Records from a data collection
================================
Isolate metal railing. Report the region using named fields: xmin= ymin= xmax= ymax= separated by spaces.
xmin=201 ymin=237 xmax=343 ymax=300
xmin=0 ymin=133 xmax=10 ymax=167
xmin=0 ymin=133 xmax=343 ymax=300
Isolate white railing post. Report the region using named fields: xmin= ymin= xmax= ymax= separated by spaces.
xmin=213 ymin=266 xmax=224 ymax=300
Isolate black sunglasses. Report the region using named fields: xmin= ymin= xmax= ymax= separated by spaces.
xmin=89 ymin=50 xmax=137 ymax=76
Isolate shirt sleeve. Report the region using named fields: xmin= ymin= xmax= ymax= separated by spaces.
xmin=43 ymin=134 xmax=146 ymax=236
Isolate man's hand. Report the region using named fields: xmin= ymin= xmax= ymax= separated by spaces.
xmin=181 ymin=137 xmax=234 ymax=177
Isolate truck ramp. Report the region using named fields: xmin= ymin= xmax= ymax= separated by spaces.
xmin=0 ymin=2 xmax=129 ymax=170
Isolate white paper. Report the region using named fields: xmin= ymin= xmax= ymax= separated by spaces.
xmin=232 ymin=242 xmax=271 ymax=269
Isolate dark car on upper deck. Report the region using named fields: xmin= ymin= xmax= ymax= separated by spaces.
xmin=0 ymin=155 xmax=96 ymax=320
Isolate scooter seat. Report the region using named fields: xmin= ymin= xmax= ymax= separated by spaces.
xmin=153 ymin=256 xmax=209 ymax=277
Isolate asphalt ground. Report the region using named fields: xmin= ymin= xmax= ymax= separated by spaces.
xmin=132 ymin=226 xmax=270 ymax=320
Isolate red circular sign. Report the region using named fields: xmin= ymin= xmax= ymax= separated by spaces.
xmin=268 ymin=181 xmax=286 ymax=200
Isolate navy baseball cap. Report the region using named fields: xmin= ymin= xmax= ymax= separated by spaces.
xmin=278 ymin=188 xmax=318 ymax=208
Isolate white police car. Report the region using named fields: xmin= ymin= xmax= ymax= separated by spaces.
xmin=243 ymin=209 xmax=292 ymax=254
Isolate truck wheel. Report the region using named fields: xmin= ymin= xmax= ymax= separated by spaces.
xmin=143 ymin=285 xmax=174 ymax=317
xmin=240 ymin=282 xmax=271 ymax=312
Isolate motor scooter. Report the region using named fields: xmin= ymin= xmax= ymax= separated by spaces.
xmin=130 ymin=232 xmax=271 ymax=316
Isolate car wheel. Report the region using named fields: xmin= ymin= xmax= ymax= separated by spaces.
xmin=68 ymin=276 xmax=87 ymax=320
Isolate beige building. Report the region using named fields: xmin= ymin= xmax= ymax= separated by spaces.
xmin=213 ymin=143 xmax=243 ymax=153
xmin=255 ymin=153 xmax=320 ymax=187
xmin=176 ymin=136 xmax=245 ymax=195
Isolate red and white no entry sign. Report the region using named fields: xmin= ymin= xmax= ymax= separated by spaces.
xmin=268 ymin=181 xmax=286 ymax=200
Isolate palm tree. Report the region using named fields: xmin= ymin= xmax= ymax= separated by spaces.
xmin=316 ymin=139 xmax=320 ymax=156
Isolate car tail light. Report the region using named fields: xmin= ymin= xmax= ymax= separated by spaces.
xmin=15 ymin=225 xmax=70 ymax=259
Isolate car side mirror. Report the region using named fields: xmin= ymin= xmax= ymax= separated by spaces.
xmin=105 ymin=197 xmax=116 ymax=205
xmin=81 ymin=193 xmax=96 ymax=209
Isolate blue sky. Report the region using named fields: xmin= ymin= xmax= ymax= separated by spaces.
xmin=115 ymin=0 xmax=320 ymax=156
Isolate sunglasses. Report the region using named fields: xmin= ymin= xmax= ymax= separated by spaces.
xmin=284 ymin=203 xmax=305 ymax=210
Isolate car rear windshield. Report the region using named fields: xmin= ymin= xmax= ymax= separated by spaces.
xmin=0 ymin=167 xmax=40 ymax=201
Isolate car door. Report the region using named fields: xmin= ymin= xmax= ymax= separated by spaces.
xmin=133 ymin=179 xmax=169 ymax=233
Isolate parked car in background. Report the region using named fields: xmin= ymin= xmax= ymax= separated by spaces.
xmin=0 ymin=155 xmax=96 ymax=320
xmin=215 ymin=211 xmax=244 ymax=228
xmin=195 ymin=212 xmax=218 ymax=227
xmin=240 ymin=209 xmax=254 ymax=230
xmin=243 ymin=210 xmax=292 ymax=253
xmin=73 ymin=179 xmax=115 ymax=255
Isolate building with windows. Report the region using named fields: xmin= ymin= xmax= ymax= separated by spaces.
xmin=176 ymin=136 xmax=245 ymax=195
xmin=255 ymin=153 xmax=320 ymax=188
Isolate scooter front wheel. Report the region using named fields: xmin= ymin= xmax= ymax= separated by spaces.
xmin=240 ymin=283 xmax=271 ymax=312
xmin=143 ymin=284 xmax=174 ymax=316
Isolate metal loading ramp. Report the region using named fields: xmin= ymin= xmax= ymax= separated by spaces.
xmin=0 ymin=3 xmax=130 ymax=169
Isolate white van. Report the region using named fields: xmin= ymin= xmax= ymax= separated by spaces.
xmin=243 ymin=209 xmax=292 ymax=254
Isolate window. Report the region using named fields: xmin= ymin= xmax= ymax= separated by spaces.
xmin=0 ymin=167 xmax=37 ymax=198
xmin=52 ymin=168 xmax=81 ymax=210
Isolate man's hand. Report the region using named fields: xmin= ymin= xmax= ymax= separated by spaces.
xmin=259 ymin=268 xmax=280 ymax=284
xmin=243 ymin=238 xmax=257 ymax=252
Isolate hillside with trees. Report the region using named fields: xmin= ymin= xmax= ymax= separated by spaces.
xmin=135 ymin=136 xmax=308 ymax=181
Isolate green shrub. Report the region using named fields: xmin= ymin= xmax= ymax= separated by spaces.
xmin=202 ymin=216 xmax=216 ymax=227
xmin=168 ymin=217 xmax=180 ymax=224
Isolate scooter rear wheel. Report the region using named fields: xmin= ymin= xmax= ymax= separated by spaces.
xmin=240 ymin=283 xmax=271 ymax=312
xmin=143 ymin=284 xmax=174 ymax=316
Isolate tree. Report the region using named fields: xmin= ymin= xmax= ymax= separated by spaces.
================================
■ Problem to solve: Find every line in the records that contains the string "ramp" and copy each one out. Case matters.

■ Solution to this exercise:
Isolate truck ramp. Report the region using named fields: xmin= ymin= xmax= ymax= separated by spaces.
Isolate metal loading ramp. Report the region using named fields: xmin= ymin= xmax= ymax= separated by spaces.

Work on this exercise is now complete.